>> Begin The records

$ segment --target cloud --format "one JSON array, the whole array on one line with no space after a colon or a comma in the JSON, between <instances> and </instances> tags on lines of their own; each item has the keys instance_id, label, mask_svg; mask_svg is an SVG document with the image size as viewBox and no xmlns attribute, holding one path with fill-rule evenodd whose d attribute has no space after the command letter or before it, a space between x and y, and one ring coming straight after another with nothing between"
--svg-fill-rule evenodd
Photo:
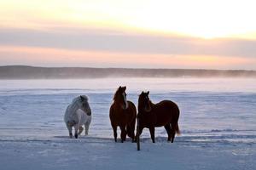
<instances>
[{"instance_id":1,"label":"cloud","mask_svg":"<svg viewBox=\"0 0 256 170\"><path fill-rule=\"evenodd\" d=\"M256 59L0 46L1 65L255 70Z\"/></svg>"},{"instance_id":2,"label":"cloud","mask_svg":"<svg viewBox=\"0 0 256 170\"><path fill-rule=\"evenodd\" d=\"M0 45L134 54L256 57L256 41L201 39L108 29L0 29Z\"/></svg>"}]
</instances>

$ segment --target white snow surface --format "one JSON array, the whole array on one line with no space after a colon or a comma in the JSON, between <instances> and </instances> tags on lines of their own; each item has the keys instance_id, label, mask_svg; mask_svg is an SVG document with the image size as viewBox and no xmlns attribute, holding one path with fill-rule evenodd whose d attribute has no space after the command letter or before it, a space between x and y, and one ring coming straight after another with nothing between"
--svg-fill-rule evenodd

>> End The records

• [Set problem] Could you render every line of the listing above as a Markdown table with the columns "Number" and "Content," numbering each row, skipping blank lines, and leaving out the pictures?

• [Response to this exercise]
| Number | Content |
|---|---|
| 1 | $ segment --target cloud --format "one JSON array, the whole array on one line with no space after a colon or a comma in the JSON, between <instances> and </instances> tags on lines of their own; each item has the keys instance_id, label, mask_svg; mask_svg is an SVG document with the image size as viewBox and no xmlns attribute, holding one path with fill-rule evenodd whose d attribute has no space after the command letter or before it, a space between x and y, and one ring coming straight after another with nothing between" |
| 2 | --svg-fill-rule evenodd |
| 3 | Photo: |
| 4 | <instances> |
| 5 | [{"instance_id":1,"label":"cloud","mask_svg":"<svg viewBox=\"0 0 256 170\"><path fill-rule=\"evenodd\" d=\"M256 59L0 46L1 65L255 70Z\"/></svg>"},{"instance_id":2,"label":"cloud","mask_svg":"<svg viewBox=\"0 0 256 170\"><path fill-rule=\"evenodd\" d=\"M0 45L134 54L256 57L256 41L201 39L108 29L0 29Z\"/></svg>"}] |
| 6 | </instances> |
| 7 | $ segment --target white snow surface --format "one JSON array, the whole array on one line with no space after a colon or a comma in the JSON, between <instances> and </instances> tags on lines of their own; each item has the keys instance_id, label, mask_svg; mask_svg is an SVG document with the image size as viewBox and no xmlns attribute, holding one path with fill-rule evenodd whose d attribute has no space after the command letter or before it, a space between x and y, and one ring coming straight after another with nothing between" |
| 8 | --svg-fill-rule evenodd |